## ОТРЫВОК
□ □ □ □ □ □ □

Я бесконечно восхищался Лурией, еще когда был студентом-медиком и даже раньше. Когда в 1959 году слушал его лекцию в Лондоне, то был поражен сочетанием интеллектуальной мощи и человеческого тепла – с этими качествами мне часто приходилось сталкиваться по отдельности, но они не слишком часто встречаются вместе у одного человека, – и именно это сочетание доставляло мне такое удовольствие в его работах, которые представляли собой действенное противоядие от определенных тенденций в медицинских сочинениях, где авторы старались избавиться от всего субъективного и рефлективного. В ранних работах Лурии характеры были, пожалуй, несколько ходульными, но в них чувствовалась интеллектуальная теплота, и они росли в своей цельности, по мере того как Лурия становился старше. Кульминация наступила в его двух поздних сочинениях «Ум мнемониста» и «Человек с расколотым миром». Я не знаю, какая из этих работ повлияла на меня больше, но они вселили в меня смелость и облегчили написание и издание «Пробуждений».

□ □ □ □ □ □ □

## ИСХОДНЫЕ ДАННЫЕ
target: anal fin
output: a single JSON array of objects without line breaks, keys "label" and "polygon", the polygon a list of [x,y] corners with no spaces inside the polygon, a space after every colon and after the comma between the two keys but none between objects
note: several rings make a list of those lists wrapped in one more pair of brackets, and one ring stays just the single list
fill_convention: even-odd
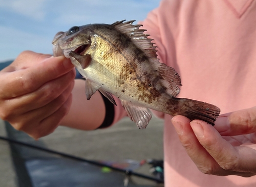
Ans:
[{"label": "anal fin", "polygon": [[148,109],[133,105],[130,102],[121,100],[124,108],[131,120],[136,123],[139,128],[145,129],[151,119],[151,114]]}]

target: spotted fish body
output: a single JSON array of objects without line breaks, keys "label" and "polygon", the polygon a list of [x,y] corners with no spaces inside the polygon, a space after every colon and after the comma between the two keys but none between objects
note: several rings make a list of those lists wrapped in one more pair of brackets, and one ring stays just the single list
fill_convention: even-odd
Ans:
[{"label": "spotted fish body", "polygon": [[121,100],[132,120],[145,128],[148,109],[214,125],[220,109],[212,104],[177,98],[180,78],[174,69],[159,62],[156,46],[134,21],[74,26],[53,41],[54,56],[70,58],[86,78],[88,99],[99,90],[116,104]]}]

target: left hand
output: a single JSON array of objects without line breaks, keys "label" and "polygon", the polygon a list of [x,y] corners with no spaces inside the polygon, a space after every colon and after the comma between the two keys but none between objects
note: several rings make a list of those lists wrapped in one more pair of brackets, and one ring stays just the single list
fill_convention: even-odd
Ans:
[{"label": "left hand", "polygon": [[181,144],[202,172],[256,174],[256,107],[220,115],[212,127],[182,116],[172,120]]}]

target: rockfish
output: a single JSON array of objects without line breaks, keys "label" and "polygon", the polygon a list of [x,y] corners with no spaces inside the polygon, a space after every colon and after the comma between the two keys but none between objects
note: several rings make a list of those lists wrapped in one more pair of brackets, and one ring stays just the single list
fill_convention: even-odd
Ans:
[{"label": "rockfish", "polygon": [[54,56],[65,55],[86,78],[88,99],[99,90],[113,104],[121,100],[131,119],[145,128],[148,109],[200,119],[214,125],[220,110],[204,102],[176,98],[181,86],[175,70],[161,63],[156,46],[135,20],[73,26],[56,34]]}]

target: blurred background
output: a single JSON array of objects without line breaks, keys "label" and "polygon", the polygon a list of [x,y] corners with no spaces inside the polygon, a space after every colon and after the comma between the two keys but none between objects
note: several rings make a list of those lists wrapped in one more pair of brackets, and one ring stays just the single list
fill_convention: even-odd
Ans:
[{"label": "blurred background", "polygon": [[[52,54],[51,42],[55,34],[74,25],[111,24],[123,19],[135,19],[137,23],[145,19],[159,2],[0,0],[0,62],[11,62],[25,50]],[[148,163],[152,159],[163,159],[162,132],[162,120],[153,117],[146,129],[139,130],[125,118],[106,129],[83,131],[59,127],[52,134],[36,141],[15,130],[7,122],[0,121],[0,138],[158,179],[162,177],[162,168]],[[0,186],[5,187],[163,185],[154,180],[130,176],[129,173],[107,167],[96,166],[3,139],[0,139]]]},{"label": "blurred background", "polygon": [[23,50],[52,54],[59,31],[89,23],[143,20],[160,0],[0,0],[0,62]]}]

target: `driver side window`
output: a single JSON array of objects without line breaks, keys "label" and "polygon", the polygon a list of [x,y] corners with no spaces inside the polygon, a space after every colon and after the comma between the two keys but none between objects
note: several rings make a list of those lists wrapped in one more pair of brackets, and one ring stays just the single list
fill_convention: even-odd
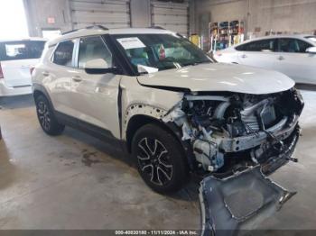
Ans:
[{"label": "driver side window", "polygon": [[88,61],[98,59],[104,59],[108,68],[113,67],[112,53],[100,36],[82,38],[79,50],[78,67],[83,68]]}]

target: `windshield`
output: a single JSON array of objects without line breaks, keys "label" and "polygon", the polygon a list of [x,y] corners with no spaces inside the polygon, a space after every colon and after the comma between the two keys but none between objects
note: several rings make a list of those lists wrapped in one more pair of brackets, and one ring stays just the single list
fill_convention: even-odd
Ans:
[{"label": "windshield", "polygon": [[305,39],[308,39],[311,41],[312,42],[316,43],[316,36],[307,36]]},{"label": "windshield", "polygon": [[114,37],[136,70],[137,65],[164,70],[212,62],[201,50],[181,36],[124,34]]}]

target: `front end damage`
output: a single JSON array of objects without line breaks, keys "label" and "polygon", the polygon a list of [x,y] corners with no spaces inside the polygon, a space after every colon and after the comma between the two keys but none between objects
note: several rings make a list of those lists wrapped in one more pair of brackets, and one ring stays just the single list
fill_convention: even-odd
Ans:
[{"label": "front end damage", "polygon": [[297,161],[293,153],[302,108],[294,88],[268,95],[196,93],[164,115],[191,147],[196,170],[208,176],[200,187],[204,232],[254,224],[293,195],[265,176]]}]

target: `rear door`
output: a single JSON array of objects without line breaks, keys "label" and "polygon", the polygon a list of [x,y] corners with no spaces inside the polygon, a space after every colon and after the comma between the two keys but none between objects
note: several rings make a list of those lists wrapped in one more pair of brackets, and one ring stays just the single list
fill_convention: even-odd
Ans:
[{"label": "rear door", "polygon": [[306,52],[313,45],[294,38],[280,38],[278,41],[277,70],[298,83],[316,84],[316,55]]},{"label": "rear door", "polygon": [[236,47],[238,63],[246,66],[275,69],[276,40],[267,39],[251,41]]},{"label": "rear door", "polygon": [[31,86],[31,68],[42,56],[45,41],[21,41],[0,42],[0,61],[7,86]]}]

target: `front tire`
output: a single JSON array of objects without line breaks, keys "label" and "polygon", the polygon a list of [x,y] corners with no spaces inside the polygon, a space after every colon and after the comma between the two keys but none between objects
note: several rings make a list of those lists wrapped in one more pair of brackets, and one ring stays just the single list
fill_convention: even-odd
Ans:
[{"label": "front tire", "polygon": [[53,113],[49,101],[43,95],[39,95],[35,99],[37,118],[42,129],[49,135],[55,136],[60,134],[65,129],[65,125],[60,124]]},{"label": "front tire", "polygon": [[156,124],[146,124],[136,132],[132,155],[144,181],[158,193],[176,192],[189,178],[181,144]]}]

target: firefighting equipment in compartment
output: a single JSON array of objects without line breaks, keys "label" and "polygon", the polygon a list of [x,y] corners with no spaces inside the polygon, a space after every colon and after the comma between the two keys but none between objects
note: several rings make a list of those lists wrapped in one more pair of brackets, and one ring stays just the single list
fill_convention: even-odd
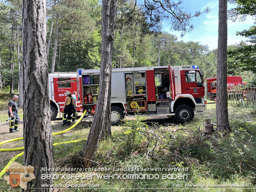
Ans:
[{"label": "firefighting equipment in compartment", "polygon": [[127,88],[129,89],[132,89],[132,85],[130,84],[127,84],[127,85],[126,86],[126,87],[127,87]]},{"label": "firefighting equipment in compartment", "polygon": [[140,87],[136,87],[135,88],[136,94],[141,94],[146,93],[146,86],[141,86]]},{"label": "firefighting equipment in compartment", "polygon": [[86,94],[86,93],[84,93],[84,104],[87,104],[88,103],[87,95]]},{"label": "firefighting equipment in compartment", "polygon": [[127,91],[127,96],[132,96],[132,91],[131,90],[128,90]]},{"label": "firefighting equipment in compartment", "polygon": [[126,78],[126,82],[131,82],[132,81],[132,79],[130,77],[127,77]]},{"label": "firefighting equipment in compartment", "polygon": [[91,76],[91,84],[93,84],[93,76],[92,75]]},{"label": "firefighting equipment in compartment", "polygon": [[211,92],[212,92],[212,93],[215,93],[217,92],[217,90],[216,89],[213,89],[211,91]]},{"label": "firefighting equipment in compartment", "polygon": [[93,96],[92,97],[92,101],[93,103],[96,103],[97,102],[97,97],[96,96]]},{"label": "firefighting equipment in compartment", "polygon": [[89,104],[92,103],[92,95],[91,93],[88,94],[88,103]]},{"label": "firefighting equipment in compartment", "polygon": [[92,113],[94,114],[95,113],[95,110],[96,109],[97,105],[93,105],[92,107]]},{"label": "firefighting equipment in compartment", "polygon": [[68,91],[66,92],[65,93],[65,94],[66,94],[66,95],[71,95],[71,92],[70,92],[69,91]]},{"label": "firefighting equipment in compartment", "polygon": [[132,101],[130,104],[130,106],[132,109],[136,109],[138,106],[138,104],[136,101]]}]

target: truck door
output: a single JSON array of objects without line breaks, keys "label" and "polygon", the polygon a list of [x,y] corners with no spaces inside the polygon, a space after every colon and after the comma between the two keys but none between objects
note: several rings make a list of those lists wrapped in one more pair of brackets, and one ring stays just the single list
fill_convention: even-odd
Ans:
[{"label": "truck door", "polygon": [[180,79],[182,94],[190,94],[194,98],[204,97],[203,80],[198,71],[181,71]]},{"label": "truck door", "polygon": [[171,66],[169,65],[169,76],[170,79],[170,93],[171,96],[172,100],[174,100],[175,97],[175,94],[174,92],[174,84],[173,83],[173,76],[172,75],[173,71],[172,70],[172,68]]}]

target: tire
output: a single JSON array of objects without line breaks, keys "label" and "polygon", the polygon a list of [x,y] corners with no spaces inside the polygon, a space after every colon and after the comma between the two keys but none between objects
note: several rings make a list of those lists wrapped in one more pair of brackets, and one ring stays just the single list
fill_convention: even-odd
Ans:
[{"label": "tire", "polygon": [[174,119],[178,123],[184,123],[185,122],[191,121],[194,118],[194,110],[191,107],[187,105],[182,105],[175,110]]},{"label": "tire", "polygon": [[110,120],[112,125],[118,124],[124,118],[123,110],[117,107],[111,107],[110,112]]},{"label": "tire", "polygon": [[53,106],[51,106],[51,120],[52,121],[55,120],[58,114],[57,110]]}]

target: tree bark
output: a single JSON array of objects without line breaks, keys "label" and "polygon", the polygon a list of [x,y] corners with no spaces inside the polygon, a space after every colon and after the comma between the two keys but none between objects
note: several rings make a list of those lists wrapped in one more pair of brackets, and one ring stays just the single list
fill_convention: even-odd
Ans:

□ □ □ □ □ □ □

## УСЛОВИЕ ЗАДАНИЯ
Пожалуйста, допишите продолжение отрывка о Лурии, начав сразу после его последнего предложения.

## РЕЗУЛЬТАТ ЗАДАНИЯ
Лурия часто говорил, что вынужден писать книги двух типов, весьма различных между собой, но взаимно дополняющих друг друга: «классические» аналитические тексты (например, «Высшие корковые функции у человека») и «романтические», «биографические» книги (например, «Ум мнемониста» и «Человек с расколотым миром»). Я всегда сознавал эту двойную необходимость и всегда находил, что для освещения какой-либо клинической проблемы или для осмысления какого-либо конкретного клинического опыта потенциально требуется две книги: одна чисто «классическая», или «медицинская», – объективное описание расстройства, механизмов, синдромов; другая более экзистенциальная и личностная, с сочувственным проникновением в опыт и ощущения, во внутренний мир больного. Две такие книги зрели во мне, когда я впервые увидел постэнцефалитических больных: «Компульсия и скованность» (исследование подкорковых нарушений и механизмов их развития) и «Люди бездны» (романическое произведение в духе Джека Лондона). В 1969 году эти две книги наконец соединились у меня в одну – в книгу, которую я попытался сделать как «классической», так и «романтической». Она нашла свое место на пересечении биологии и биографии, соединила в себе, насколько это оказалось возможным, признаки научной парадигмы и искусства.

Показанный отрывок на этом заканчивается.